Man who defied both A-bombs dies aged 93 - News, People - The Independent
Man who defied both A-bombs dies aged 93
The only man to experience nuclear bombardment twice and live to tell the tale became an eloquent voice for peace
By David McNeill in Tokyo
Thursday, 7 January 2010
AFP/Getty Images
Tsutomu Yamaguchi, who survived the US atomic bombings of both Hiroshima and Nagasaki in 1945, died in hospital on Monday
Reporters never knew whether to call Tsutomu Yamaguchi the luckiest or unluckiest man alive. In 1945, the Nagasaki native was exposed to both nuclear blasts that incinerated his home city and Hiroshima. Last year the Japanese government formally recognised him as the only “nijuuhibaku” or double A-bomb survivor.
The unique horror which marked his life, and the dignified way he handled it, gave him special prominence. Lying in hospital in December, just days from dying of the cancer that finally claimed him this week, he received a distinguished visitor from overseas: Hollywood director James Cameron.

#### Records shown:
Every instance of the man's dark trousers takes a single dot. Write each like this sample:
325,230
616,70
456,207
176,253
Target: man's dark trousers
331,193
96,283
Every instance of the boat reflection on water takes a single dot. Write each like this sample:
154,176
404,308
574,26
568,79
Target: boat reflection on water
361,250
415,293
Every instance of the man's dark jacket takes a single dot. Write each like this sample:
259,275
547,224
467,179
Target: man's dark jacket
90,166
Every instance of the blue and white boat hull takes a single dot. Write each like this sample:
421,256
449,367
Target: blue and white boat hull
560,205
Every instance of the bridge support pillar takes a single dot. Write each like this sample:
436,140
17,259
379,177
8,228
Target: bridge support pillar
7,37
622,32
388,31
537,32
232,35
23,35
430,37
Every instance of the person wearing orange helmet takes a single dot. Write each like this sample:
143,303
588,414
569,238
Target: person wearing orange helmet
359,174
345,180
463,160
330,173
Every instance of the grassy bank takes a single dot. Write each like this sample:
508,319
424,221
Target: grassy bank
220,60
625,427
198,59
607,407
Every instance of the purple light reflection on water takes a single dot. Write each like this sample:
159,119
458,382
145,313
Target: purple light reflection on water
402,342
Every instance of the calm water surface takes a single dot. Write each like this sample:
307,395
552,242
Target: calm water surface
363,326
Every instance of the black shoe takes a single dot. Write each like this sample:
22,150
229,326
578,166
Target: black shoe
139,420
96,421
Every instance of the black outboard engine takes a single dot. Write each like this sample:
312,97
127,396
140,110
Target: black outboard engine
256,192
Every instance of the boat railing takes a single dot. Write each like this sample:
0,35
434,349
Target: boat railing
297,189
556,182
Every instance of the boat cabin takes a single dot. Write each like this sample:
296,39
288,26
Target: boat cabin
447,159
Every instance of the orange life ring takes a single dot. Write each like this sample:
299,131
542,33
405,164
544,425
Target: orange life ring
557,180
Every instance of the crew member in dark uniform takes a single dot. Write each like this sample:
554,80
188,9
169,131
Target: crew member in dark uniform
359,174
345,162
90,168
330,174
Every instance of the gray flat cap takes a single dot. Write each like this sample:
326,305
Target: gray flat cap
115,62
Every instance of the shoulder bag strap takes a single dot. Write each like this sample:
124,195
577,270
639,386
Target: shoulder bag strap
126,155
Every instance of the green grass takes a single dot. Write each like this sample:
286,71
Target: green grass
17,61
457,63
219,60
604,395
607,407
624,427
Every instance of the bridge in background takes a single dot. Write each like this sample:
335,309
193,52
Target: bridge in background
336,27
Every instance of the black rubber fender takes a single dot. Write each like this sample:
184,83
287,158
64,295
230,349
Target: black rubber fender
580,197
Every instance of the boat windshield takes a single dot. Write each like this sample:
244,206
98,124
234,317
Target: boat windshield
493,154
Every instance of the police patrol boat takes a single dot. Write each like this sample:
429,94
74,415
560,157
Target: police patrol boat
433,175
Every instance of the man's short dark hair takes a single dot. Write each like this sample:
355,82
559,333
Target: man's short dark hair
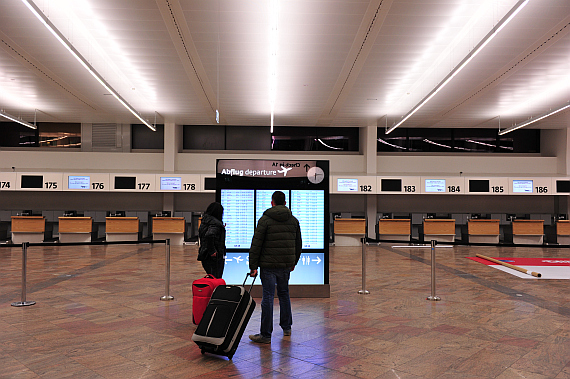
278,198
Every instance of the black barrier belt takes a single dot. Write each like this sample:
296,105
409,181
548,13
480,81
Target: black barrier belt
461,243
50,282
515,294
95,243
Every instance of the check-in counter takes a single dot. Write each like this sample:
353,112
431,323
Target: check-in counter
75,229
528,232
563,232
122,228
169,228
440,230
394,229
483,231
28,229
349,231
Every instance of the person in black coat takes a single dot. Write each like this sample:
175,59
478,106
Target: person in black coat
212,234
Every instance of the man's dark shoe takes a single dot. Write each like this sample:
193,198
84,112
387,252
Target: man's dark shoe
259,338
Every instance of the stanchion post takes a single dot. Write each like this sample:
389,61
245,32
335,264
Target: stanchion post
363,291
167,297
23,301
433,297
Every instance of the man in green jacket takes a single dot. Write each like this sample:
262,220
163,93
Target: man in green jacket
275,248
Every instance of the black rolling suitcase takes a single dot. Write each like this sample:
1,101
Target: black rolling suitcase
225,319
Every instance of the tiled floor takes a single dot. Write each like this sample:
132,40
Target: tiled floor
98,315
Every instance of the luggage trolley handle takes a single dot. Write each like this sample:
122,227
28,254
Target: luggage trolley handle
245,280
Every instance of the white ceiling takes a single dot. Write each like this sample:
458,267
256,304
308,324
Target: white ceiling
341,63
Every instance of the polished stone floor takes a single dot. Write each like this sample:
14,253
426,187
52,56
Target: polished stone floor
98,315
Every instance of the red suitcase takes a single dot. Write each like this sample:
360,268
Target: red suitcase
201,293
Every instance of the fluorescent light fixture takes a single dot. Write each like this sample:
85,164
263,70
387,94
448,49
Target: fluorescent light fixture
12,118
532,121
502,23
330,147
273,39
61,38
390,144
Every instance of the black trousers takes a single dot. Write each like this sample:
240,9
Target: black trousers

#### Assigned task:
Reproduce the article on Tsutomu Yamaguchi word for word, starting at "Man who defied both A-bombs dies aged 93 - News, People" and ending at "double A-bomb survivor.". Work only from the article on Tsutomu Yamaguchi, not from the lines.

#### Response:
Man who defied both A-bombs dies aged 93 - News, People - The Independent
Man who defied both A-bombs dies aged 93
The only man to experience nuclear bombardment twice and live to tell the tale became an eloquent voice for peace
By David McNeill in Tokyo
Thursday, 7 January 2010
AFP/Getty Images
Tsutomu Yamaguchi, who survived the US atomic bombings of both Hiroshima and Nagasaki in 1945, died in hospital on Monday
Reporters never knew whether to call Tsutomu Yamaguchi the luckiest or unluckiest man alive. In 1945, the Nagasaki native was exposed to both nuclear blasts that incinerated his home city and Hiroshima. Last year the Japanese government formally recognised him as the only “nijuuhibaku” or double A-bomb survivor.